▶ READING PASSAGE
-- -- --

Mathematics of voting

Summary: Social choice theory concerns itself with the mechanics of group decisions such as elections and the impact methodology can have.

Voting theory (also known as “social choice theory”) is concerned with how group decisions are made when there are a number of alternatives from which to choose (for example, finding the winner of an election). When there are only two options, voting is straightforward—the winning alternative (also called the “social choice”) should be the one that receives the most votes. However, when the choice is among three or more alternatives, determining the social choice is significantly more complex. There are many reasonable methods for selecting a winner and the methods can produce different winners even when given the same sets of votes. All voting methods have inherent flaws and, regardless of the method used, strange and paradoxical situations can occur. For example, in the 2000 U.S. presidential election, George W. Bush and Al Gore were major party candidates, while Ralph Nader, representing the Green Party, had much less support. Although Bush won the election, exit polls at the time indicate that had Nader not been on the ballot in some states, Gore almost surely would have won the election. In other words, in the U.S. electoral system, the presence (or lack thereof) of an “also-ran” candidate can have a profound outcome on the winner. This disturbing property is one of many that interests mathematicians, economists, and political scientists who study voting theory.

-- -- --

▶ EXTRACTED MATERIAL
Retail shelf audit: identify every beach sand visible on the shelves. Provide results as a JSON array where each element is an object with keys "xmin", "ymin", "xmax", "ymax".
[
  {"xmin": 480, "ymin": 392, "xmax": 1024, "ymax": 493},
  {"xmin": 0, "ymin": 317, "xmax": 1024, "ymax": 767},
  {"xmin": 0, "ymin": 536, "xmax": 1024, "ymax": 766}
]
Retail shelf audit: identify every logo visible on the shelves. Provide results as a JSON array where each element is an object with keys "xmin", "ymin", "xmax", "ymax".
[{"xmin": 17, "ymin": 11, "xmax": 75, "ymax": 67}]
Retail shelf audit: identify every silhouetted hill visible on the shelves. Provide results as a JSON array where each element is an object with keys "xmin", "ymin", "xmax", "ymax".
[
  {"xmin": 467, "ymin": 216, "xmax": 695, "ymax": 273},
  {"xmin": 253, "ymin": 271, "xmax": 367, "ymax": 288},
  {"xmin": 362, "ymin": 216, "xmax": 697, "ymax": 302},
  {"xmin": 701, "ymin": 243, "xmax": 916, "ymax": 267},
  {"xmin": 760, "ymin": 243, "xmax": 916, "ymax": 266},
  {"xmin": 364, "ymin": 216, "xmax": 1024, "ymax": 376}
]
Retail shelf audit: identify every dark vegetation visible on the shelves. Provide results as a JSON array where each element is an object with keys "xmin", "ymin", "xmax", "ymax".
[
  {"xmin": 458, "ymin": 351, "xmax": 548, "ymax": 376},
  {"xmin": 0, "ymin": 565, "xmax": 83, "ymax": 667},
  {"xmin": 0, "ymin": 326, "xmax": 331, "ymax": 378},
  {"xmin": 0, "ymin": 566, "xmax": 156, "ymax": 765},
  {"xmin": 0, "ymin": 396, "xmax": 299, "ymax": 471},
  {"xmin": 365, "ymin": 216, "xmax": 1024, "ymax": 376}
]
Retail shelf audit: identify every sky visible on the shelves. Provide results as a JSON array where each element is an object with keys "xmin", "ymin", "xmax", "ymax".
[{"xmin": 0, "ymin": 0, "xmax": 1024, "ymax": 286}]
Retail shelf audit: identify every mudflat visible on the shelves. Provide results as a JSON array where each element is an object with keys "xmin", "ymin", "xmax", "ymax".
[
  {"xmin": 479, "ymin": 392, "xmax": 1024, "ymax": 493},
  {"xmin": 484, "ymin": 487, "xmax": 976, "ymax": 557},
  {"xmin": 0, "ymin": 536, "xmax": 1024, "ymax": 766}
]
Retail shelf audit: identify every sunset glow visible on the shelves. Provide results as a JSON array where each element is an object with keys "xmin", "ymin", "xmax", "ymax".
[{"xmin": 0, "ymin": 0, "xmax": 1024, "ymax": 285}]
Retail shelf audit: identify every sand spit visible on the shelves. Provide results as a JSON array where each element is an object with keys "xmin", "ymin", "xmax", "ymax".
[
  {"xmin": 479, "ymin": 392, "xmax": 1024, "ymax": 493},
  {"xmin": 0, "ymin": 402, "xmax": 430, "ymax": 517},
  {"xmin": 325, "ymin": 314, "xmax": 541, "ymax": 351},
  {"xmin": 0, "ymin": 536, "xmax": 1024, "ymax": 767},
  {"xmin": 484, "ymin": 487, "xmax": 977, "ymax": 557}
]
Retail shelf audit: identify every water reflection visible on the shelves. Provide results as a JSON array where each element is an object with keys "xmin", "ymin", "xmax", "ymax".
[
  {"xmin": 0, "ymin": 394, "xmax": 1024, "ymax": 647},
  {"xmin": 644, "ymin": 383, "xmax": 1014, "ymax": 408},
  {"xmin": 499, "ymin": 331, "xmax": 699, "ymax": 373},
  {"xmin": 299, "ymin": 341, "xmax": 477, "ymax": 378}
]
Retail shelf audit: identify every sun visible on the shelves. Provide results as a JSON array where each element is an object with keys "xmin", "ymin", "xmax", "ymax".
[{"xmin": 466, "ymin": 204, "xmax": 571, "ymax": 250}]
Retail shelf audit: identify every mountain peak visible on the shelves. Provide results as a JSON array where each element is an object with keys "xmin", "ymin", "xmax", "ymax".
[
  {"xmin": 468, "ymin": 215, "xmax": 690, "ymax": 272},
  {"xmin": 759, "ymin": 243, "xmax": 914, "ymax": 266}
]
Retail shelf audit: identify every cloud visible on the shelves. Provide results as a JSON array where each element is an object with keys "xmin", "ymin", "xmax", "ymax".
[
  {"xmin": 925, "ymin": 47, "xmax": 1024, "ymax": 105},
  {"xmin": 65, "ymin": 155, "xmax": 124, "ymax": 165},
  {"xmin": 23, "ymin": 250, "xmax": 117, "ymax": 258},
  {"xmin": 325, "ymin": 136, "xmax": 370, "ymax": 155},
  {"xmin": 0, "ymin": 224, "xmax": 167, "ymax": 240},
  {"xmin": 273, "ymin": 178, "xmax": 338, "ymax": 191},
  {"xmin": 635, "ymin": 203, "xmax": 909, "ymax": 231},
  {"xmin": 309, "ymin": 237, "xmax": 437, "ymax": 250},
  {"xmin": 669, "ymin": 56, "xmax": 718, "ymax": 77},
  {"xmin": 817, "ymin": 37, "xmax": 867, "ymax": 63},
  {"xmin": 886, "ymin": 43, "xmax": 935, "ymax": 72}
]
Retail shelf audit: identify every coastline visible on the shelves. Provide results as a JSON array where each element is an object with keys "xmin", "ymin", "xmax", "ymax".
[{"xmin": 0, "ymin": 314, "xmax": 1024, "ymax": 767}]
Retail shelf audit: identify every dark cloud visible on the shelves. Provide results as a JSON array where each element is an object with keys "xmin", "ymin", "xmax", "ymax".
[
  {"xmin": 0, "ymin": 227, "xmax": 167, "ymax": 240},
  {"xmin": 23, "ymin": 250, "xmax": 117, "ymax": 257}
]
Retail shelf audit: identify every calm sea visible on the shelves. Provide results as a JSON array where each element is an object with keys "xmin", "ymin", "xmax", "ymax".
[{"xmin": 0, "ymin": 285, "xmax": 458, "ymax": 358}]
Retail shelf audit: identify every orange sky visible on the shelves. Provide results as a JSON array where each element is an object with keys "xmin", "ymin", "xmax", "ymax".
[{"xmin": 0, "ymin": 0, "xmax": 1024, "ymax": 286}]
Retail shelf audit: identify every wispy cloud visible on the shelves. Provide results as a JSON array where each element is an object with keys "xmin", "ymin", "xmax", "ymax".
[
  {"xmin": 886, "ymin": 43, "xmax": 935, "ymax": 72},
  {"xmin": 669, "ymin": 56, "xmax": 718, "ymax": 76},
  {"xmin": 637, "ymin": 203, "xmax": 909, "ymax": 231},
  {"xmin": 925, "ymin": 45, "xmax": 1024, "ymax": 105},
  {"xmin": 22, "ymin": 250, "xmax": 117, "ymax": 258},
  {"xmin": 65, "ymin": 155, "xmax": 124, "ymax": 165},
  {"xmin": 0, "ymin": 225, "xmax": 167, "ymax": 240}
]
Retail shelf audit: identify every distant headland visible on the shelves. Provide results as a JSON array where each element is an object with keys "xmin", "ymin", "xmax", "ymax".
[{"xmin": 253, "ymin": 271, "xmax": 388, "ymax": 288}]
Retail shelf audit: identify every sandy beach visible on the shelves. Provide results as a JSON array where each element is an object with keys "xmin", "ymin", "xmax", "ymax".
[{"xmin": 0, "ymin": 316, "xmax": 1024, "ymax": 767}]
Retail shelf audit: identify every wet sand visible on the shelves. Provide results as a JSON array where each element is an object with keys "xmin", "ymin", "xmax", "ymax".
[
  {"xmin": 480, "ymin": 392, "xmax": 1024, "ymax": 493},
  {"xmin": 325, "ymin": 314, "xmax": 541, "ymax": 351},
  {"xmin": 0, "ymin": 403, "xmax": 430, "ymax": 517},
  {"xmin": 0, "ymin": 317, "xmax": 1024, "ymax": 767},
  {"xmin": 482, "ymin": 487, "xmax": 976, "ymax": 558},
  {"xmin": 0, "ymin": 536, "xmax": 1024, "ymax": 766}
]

-- -- --

▶ EXERCISE TASK A
Answer the following questions about the passage on the mathematics of voting, one line each:
(i) By what other name is voting theory known?
(ii) Which party did Ralph Nader represent in the 2000 U.S. presidential election?
(iii) Which three groups does the passage name as interested in studying voting theory?
▶ EXERCISE TASK B
State how many lines of the records above contain the word "cloud". Give only the number.

▶ CORRECT OUTPUT A
(i) Social choice theory.
(ii) The Green Party.
(iii) Mathematicians, economists, and political scientists.

▶ CORRECT OUTPUT B
3